Après sa carrière militaire, il commence une nouvelle vie en Chine
On ne connaît que très peu de choses sur sa vie à Paris dans les années vingt jusqu’à son départ pour la Chine fin 1927. Il a 46 ans alors, ce qui n’est plus tout jeune pour l’époque. Grâce aux Jésuites, très implantés dans ce pays, il part pour Shanghai travailler dans un hôpital et enseigner. Il y restera jusqu’à l’arrivée au pouvoir des communistes en 1949. Dans un pays alors en plein chaos, il découvre la corruption, assiste à l’invasion japonaise et au triomphe des communistes… Au sein de la petite colonie française où on trouve beaucoup de Bretons, Ange Richer publie un journal dans lequel il règle ses comptes avec un peu près tout le monde. Les quelques exemplaires qui nous sont parvenus sont pratiquement les seuls documents dans lesquels il exprime ses convictions, ses valeurs… Celles d’un croyant d’abord mais aussi celles d’un redresseur de torts, d’un homme qui croit au travail, au mérite, à la justice… Il répète souvent qu’il s’est fait tout seul, que l’ignorance est la porte ouverte à la misère… C’est manifestement quelqu’un qui a soif de reconnaissance.
Il y a un peu de Tintin en lui.

_Entrées_

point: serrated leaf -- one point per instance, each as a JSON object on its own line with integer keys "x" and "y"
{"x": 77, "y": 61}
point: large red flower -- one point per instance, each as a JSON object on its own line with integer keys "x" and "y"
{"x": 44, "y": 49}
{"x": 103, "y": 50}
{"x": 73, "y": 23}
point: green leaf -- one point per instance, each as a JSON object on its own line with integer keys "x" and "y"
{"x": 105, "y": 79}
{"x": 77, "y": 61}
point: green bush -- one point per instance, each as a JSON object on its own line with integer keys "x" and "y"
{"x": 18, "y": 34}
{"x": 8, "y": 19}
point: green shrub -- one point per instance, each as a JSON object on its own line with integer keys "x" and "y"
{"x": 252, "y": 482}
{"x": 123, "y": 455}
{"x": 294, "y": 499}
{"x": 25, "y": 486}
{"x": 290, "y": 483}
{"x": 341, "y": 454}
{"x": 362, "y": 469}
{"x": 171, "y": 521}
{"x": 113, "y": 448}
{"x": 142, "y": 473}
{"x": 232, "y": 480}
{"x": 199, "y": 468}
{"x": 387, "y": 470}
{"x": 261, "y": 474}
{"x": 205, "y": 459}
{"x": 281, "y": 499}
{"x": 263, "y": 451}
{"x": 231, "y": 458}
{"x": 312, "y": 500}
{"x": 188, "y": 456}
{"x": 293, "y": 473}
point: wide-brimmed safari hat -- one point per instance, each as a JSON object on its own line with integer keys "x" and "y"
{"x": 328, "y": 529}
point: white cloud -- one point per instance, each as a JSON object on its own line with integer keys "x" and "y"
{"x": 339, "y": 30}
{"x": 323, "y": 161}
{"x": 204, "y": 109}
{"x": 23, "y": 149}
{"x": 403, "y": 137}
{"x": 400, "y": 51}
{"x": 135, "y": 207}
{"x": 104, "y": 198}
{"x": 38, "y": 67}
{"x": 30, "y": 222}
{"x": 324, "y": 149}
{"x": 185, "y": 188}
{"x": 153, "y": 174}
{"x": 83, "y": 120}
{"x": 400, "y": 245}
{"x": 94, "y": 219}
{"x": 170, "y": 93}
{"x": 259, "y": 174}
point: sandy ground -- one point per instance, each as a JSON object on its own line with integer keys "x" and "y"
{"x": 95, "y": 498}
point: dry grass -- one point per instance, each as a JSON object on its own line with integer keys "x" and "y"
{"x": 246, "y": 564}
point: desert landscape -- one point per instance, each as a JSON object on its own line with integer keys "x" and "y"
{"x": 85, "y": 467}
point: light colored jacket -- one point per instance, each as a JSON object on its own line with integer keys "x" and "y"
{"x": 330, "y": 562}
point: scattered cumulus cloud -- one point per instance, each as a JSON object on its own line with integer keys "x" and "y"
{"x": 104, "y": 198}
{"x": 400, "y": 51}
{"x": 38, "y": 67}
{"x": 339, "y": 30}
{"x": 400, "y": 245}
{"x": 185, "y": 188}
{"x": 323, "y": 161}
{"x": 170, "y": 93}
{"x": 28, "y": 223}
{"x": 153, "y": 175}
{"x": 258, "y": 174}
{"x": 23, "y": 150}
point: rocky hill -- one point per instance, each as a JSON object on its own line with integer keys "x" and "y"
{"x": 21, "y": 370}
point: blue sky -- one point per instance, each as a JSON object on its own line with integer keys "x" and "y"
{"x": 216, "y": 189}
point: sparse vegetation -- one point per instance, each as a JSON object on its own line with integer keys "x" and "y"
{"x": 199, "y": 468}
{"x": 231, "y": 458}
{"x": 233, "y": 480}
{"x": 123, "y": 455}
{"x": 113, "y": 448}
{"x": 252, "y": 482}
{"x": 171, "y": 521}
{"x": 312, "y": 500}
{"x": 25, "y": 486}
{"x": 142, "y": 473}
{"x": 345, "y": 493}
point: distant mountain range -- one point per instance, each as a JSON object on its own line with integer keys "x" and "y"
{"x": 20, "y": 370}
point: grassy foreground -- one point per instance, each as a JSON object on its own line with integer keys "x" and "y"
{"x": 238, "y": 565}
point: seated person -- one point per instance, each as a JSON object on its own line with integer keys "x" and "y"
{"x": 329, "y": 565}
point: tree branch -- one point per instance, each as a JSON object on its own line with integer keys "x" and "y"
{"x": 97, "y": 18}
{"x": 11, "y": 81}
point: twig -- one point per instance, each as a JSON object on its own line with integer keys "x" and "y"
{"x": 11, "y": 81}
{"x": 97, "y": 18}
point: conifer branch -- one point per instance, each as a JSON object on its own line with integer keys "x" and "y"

_Consigne 1_
Pour chacune des affirmations suivantes, dis si elle concorde avec l'extrait sur Ange Richer, par oui ou par non, en citant mot pour mot les mots de l'extrait qui tranchent. (a) Ange Richer part pour la Chine fin 1927, à l'âge de 46 ans. (b) Il reste à Shanghai jusqu'à l'invasion japonaise. (c) Il publie un journal au sein de la colonie française.
_Consigne 2_
Réécris la partie des entrées qui commence à la ligne contenant "point: twig -- one" et va jusqu'à la fin des entrées, ces deux bornes comprises. Remplace "integer keys" par "numeric keys" et laisse tout le reste tel quel.

_Résultat attendu 1_
(a) Oui : « son départ pour la Chine fin 1927. Il a 46 ans alors »
(b) Non : « Il y restera jusqu’à l’arrivée au pouvoir des communistes en 1949. »
(c) Oui : « Au sein de la petite colonie française où on trouve beaucoup de Bretons, Ange Richer publie un journal »

_Résultat attendu 2_
point: twig -- one point per instance, each as a JSON object on its own line with numeric keys "x" and "y"
{"x": 11, "y": 81}
{"x": 97, "y": 18}
point: conifer branch -- one point per instance, each as a JSON object on its own line with numeric keys "x" and "y"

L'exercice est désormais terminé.